元資料
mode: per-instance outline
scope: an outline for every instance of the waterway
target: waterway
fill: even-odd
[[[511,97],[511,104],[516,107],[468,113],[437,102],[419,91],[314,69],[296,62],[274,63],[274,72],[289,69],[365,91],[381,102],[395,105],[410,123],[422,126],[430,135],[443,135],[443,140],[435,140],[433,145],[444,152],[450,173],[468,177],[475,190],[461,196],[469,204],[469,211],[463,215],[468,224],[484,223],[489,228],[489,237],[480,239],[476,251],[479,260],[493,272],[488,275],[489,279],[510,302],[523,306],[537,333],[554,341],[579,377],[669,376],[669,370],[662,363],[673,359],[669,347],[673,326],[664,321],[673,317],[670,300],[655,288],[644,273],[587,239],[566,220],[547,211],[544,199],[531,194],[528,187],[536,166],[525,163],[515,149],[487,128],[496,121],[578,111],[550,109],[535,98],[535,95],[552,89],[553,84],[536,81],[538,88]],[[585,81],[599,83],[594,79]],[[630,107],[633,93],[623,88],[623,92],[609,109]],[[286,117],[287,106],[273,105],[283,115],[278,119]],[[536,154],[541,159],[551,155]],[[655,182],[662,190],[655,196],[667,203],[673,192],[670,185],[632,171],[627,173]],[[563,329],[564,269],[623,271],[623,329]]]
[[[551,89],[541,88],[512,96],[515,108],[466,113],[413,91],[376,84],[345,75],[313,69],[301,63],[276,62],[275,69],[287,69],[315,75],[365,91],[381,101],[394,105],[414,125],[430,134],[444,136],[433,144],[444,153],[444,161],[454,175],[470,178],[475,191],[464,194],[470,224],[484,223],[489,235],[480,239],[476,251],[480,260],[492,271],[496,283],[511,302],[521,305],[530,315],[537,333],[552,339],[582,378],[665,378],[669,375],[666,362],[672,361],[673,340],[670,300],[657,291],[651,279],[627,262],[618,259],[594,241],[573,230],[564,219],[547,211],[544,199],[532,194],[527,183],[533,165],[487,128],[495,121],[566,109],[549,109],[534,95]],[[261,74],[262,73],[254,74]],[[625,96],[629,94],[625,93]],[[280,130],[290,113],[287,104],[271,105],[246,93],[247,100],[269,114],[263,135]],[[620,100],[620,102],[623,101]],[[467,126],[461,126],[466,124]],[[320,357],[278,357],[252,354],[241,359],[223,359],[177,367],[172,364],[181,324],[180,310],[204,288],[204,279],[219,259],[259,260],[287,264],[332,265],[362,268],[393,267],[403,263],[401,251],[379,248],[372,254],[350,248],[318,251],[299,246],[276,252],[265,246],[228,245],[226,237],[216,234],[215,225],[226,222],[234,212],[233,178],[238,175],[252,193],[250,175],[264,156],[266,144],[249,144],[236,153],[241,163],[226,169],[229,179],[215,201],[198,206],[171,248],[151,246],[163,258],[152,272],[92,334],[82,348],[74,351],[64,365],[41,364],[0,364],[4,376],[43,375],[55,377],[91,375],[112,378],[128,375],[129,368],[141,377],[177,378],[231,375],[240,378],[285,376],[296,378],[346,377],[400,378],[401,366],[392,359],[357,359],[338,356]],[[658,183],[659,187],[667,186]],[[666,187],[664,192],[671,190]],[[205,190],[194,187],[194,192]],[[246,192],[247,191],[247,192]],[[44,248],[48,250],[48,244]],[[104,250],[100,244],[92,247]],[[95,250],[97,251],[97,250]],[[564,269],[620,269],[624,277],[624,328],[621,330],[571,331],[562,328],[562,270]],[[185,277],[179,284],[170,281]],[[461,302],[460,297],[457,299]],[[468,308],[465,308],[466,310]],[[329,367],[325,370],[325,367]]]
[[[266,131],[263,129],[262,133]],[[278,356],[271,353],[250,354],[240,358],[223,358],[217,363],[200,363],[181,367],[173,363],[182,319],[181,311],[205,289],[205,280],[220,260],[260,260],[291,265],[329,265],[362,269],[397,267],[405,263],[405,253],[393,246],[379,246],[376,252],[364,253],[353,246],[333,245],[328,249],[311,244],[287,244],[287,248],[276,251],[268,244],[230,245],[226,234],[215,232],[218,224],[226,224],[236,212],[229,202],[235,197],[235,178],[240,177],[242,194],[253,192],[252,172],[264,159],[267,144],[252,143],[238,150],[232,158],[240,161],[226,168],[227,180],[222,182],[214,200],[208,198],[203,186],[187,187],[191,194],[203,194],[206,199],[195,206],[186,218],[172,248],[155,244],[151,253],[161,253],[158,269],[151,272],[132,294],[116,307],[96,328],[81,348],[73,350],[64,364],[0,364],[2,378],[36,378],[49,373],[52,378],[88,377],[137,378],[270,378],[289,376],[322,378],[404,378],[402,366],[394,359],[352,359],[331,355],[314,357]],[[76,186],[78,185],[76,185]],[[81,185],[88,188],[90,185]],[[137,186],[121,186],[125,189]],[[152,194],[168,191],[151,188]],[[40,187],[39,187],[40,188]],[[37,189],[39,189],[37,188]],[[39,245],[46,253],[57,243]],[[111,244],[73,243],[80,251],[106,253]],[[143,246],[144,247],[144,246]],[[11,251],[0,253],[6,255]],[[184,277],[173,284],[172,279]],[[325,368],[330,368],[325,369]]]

必要な作業
元資料の最初の行から始めて「fill: even-odd」を含む行で終わるまで、両端の行も含めて、一字も変えずにもう一度書いてください。

練習問題の解答
mode: per-instance outline
scope: an outline for every instance of the waterway
target: waterway
fill: even-odd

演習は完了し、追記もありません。